Last week, Conservative MP Candice Bergen asked Prime Minister Justin Trudeau why scientists at the Winnipeg infectious-diseases laboratory had been collaborating with Chinese military scientists. Two Canadian scientists have been fired from the lab, so Ms. Bergen’s question was reasonable. Mr. Trudeau’s response was not.

“The rise in anti-Asian racism we have been seeing over the past number of months should be of concern to everyone,” Mr. Trudeau replied, from left field. “I would recommend that the members of the Conservative Party, in their zeal to make personal attacks, not start to push too far into intolerance toward Canadians of diverse origins.”

What a foolish thing to say.

No one can deny that Canada has a long and unhappy history of discriminating against immigrants from countries in conflict with ours. On Thursday, Mr. Trudeau extended a formal apology on behalf of the government and people of Canada for persecuting Italian Canadians during the Second World War. German Canadians endured discrimination as well. Worst of all, more than 20,000 Japanese Canadians were forced into internment camps, one of the darkest stains on this country’s history, for which Brian Mulroney apologized when he was prime minister.

Asian Canadians today are suffering racist insults and worse in the wake of a virus that spread from Wuhan, China, to Canada and the rest of the world. A report released in March detailed more than a thousand incidents of harassment and physical assault against Asian Canadians between March, 2020, and February, 2021.

But while we need to protect Asian minorities from hate, we also need to question this government’s willingness to co-operate with China despite its misdeeds. It is irresponsible to slander the opposition for doing its job in asking why scientists at the Winnipeg lab were co-operating with Chinese scientists, just as it was irresponsible for the government to allege racism back in the winter of 2020, when Conservatives asked why Ottawa had not imposed a travel ban on China amid reports of a dangerous new virus emanating from Wuhan.

“One of the interesting elements of the coronavirus outbreak has been the spread of misinformation and fear across Canadian society,” Health Minister Patty Hajdu warned on Feb. 3. The best way to prevent that spread, she added “might be if the opposition does not sensationalize the risk to Canadians.”

As late as March 5, as countries around the world imposed travel restrictions, Mr. Trudeau accused his critics of intolerance for questioning Canada’s wide-open borders. “There is a lot of misinformation out there, there is a lot of knee-jerk reaction that isn’t keeping people safe,” Mr. Trudeau said on March 5. “That is having real, challenging impacts on communities, on community safety.” Days later, Canada closed its borders to the world.

Some commentators allege that even suggesting the virus might have escaped from a Chinese laboratory in Wuhan is a racist conspiracy theory. But President Joe Biden last week ordered the intelligence services to redouble their efforts to determine whether that happened.

┄┄┄┄┄┄┄┄┄┄┄┄┄┄┄┄┄┄┄┄

* What the exercise asks
In the passage on Prime Minister Trudeau's reply to Candice Bergen, how many Japanese Canadians were forced into internment camps? Rely on the passage above and nothing else.

* Data shown
┄┄┄┄┄┄┄┄┄┄┄┄┄┄┄┄┄┄┄┄

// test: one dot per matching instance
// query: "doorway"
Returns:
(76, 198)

┄┄┄┄┄┄┄┄┄┄┄┄┄┄┄┄┄┄┄┄

* Reply to the exercise
More than 20,000.